**TRECHO DO TEXTO**.
----

No início do século XIX, tivemos o ensino jurídico voltado às elites intelectuais, com a formação marcada pelo caráter pre-dominantemente político. A partir de 1930, observa-se a tendência de os cursos jurídicos adaptarem os seus currículos ao pensamento industrialista e cientificista, fazendo integrar matérias relacionadas às atividades econômico-comerciais.

Com o Estado Militar dos anos 1970, tem início uma fase de positivismo formalista dos cursos de Direito, em que se prezava pela tecnicidade do ensino em detrimento do saber crítico. Foi o período em que se deu o crescimento dos cursos de duração reduzida e, consequentemente, a massificação dos ensinos jurídicos.

O século XIX e a primeira metade do século XX foram caracterizados, respectivamente, pelo bacharelismo e pelo juridicismo. A primeira corrente preconiza o ensino voltado à realidade política, não se limitando ao conhecimento teórico-positivista. A segunda, por sua vez, adota como marco a formulação teórica despreocupada com sua aplicabilidade à vida política. Ambas as orientações, contudo, trouxeram em sua formação a conquista do universalismo e do humanismo de direitos.

----

**DADOS DE ENTRADA**.
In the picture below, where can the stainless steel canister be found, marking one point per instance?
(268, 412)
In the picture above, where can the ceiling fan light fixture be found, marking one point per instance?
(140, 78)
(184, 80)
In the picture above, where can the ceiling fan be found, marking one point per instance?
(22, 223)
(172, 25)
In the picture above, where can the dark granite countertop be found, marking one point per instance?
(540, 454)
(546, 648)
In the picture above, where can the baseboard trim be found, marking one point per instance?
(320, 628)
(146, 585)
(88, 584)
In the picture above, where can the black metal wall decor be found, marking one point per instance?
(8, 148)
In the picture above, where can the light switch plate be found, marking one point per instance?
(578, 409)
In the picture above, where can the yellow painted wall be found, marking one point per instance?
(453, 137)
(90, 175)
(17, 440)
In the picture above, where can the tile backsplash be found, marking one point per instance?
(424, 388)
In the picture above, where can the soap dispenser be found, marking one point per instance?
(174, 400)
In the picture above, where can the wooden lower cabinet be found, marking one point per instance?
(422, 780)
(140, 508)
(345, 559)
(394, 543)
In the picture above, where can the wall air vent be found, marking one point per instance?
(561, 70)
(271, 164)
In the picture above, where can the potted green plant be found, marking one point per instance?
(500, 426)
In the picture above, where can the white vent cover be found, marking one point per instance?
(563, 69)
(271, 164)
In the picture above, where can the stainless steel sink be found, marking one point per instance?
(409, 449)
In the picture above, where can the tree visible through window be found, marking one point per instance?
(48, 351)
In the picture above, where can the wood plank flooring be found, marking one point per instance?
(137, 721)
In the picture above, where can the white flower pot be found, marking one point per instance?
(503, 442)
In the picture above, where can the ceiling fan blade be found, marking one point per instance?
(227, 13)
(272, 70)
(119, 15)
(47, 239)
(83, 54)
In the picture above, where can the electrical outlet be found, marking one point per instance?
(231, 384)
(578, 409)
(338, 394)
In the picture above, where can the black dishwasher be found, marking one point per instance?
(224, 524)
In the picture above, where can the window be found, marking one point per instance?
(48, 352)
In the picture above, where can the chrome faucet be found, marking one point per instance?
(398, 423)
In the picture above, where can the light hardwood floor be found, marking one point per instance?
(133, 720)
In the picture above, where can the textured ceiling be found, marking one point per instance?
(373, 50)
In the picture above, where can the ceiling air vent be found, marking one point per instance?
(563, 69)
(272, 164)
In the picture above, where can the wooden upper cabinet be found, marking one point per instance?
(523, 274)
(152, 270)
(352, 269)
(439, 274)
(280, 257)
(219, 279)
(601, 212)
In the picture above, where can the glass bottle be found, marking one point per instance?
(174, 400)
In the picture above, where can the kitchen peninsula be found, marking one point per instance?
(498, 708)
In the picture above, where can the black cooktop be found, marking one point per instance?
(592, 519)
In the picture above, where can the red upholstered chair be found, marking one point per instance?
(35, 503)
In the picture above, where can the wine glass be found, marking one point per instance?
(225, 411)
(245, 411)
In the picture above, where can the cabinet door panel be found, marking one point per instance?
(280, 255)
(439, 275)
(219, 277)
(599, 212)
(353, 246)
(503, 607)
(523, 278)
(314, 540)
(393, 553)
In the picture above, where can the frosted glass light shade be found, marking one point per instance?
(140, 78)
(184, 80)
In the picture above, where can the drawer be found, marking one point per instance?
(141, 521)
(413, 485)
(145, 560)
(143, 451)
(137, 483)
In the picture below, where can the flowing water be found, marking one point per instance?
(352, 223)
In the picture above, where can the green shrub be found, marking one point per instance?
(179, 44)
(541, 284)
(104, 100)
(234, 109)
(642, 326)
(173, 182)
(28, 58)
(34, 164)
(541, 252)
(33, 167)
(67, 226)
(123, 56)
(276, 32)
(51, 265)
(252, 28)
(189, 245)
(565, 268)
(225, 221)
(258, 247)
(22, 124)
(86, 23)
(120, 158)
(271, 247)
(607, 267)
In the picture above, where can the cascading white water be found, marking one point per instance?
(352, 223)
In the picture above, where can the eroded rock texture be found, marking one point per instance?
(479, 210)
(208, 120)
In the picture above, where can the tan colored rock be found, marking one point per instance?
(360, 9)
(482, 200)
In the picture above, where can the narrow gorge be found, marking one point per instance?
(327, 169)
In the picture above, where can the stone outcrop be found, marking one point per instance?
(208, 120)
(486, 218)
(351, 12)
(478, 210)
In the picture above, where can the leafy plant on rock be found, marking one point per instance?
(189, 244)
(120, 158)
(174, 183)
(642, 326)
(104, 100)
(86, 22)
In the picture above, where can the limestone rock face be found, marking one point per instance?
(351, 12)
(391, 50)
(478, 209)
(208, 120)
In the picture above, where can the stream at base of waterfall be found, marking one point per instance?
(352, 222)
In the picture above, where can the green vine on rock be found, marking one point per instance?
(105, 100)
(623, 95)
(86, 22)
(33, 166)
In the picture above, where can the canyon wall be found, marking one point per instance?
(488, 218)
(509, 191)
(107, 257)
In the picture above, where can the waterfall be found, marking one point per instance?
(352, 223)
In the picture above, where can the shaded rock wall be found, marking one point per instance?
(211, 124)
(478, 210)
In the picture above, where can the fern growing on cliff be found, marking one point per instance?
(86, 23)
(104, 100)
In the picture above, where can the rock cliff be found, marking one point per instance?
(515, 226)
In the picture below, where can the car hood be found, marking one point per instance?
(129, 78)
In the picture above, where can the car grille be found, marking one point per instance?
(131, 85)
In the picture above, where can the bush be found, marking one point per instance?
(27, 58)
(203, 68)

----

**ORIENTAÇÕES DAS ATIVIDADES**.
- 1) Identifique e copie cada linha dos registros em que aparece a palavra "window", diferenciando maiúsculas de minúsculas.
- 2) Dê prosseguimento ao texto sobre a história do ensino jurídico a partir do ponto em que ele termina.

**RESPOSTAS DOS EXERCÍCIOS**.
- 1)
In the picture above, where can the tree visible through window be found, marking one point per instance?
In the picture above, where can the window be found, marking one point per instance?

- 2)
A transição entre tais posicionamentos ocorreu após a derrota de Rui Barbosa à Presidência, a partir da qual o bacharelismo cedeu lugar ao desenvolvimento científico e industrial do Direito, com a notável influência do neokantianismo de Hans Kelsen.

A nova sociedade do governo Juscelino Kubitschek, nos anos 1950, presenciou o crescimento dos cursos de ensino jurídico com viés normativista. O caráter técnico-formalista da educação jurídica sobrepôs-se ao juridi-cismo, suplantando os ideais humanistas que marcaram esta corrente.

As últimas duas décadas consolidaram uma nova geração de bacharéis em Direito. A linguagem dos profissionais advogados tornou-se mais coloquial, facilitando o acesso da população aos seus serviços e encerrando a elitização do curso, como houvera nos anos 1970.

Nas palavras de Eugenio Mussak,4 alçamos à Era do Conhecimento, em que estudar não mais consiste em atividade típica de um período certo da vida: trata-se de exercício continuado e acumulado do aprender. O assunto é de tamanha expressão na atualidade que já se fala em "universidades corporativas", ou seja, estruturas internas de educação nas empresas, as quais visam suprir eventuais lacunas da educação convencional brasileira. É o tempo do "trabalhador do conhecimento" (knowledge worker), cujos esforços não se limitam à captação de informações, mas se estendem à transformação destas em conhecimento competitivo.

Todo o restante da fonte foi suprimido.